* SOURCE TEXT *

------------

There are quite many things wrong or obscure about your questions, but I'll try to answer as well as possible.

Question 1

You're apparently trying to transform the representation of a dependency graph from a list to a matrix. It does not make any kind of sense to have a dependency graph represented as 'a list (in fact, there is no interesting way to build a boolean matrix from an arbitrary list anyway) so you probably intended to use an (int * int) list of pairs, each pair (i,j) being a dependency i -> j.

If you instead have a ('a * 'a) list of arbitrary pairs, you can easily number the elements using your num_of_name function to turn it into the aforementioned (int * int) list.

Once you have this, you can easily construct a matrix :

let matrix_of_dependencies dependencies =
  let n = List.fold_left (fun (i,j) acc -> max i (max j acc)) 0 dependencies in  
  let matrix = Array.make_matrix (n+1) (n+1) false in
  List.iter (fun (i,j) -> matrix.(i).(j) <- true) dependencies ;

val matrix_of_dependencies : (int * int) list -> bool array array

You can also compute the parameter n outside the function and pass it in.

Question 2

An equivalence class is a set of elements that are all equivalent. A good representation for a set, in OCaml, would be a list (module List) or a set (module Set). A list-of-lists is not a valid representation for a set, so you have no reason to use one.

Your algorithm is obscure, since you're apparently performing a fold on an empty list, which will just return the initial value (an empty list). I assume that you intended to instead iterate over all entries in the matrix column.

let equivalence_class matrix element = 
  let column = matrix.(element) and set = ref [] in
  Array.iteri begin fun element' dependency -> 
    if dependency then set := element' :: !set
  end column ;

val equivalence_class : bool array array -> int list

I only check for i -> j because, if your dependencies are indeed an equivalence relationship (reflexive, transitive, symmetrical), then i -> j implies j -> i. If your dependencies are not an equivalence relationship, then you are in fact looking for cycles in a graph representation of a relationship, which is an entirely different algorithm from what you suggested, unless you compute the transitive closure of your dependency graph first.

Sets and lists are both well-documented standard modules, and their documentation is freely available online. Ask questions on StackOverflow if you have specific issues with them.

------------

* DATA *
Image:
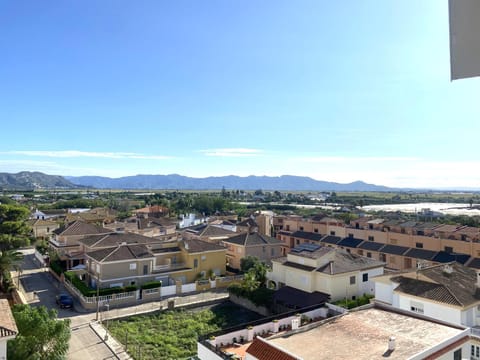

------------

* REQUIRED TASK *
Translate this sentence from the text about OCaml dependency matrices into Spanish: "An equivalence class is a set of elements that are all equivalent."

* ANSWER TO THE EXERCISE *
Una clase de equivalencia es un conjunto de elementos que son todos equivalentes.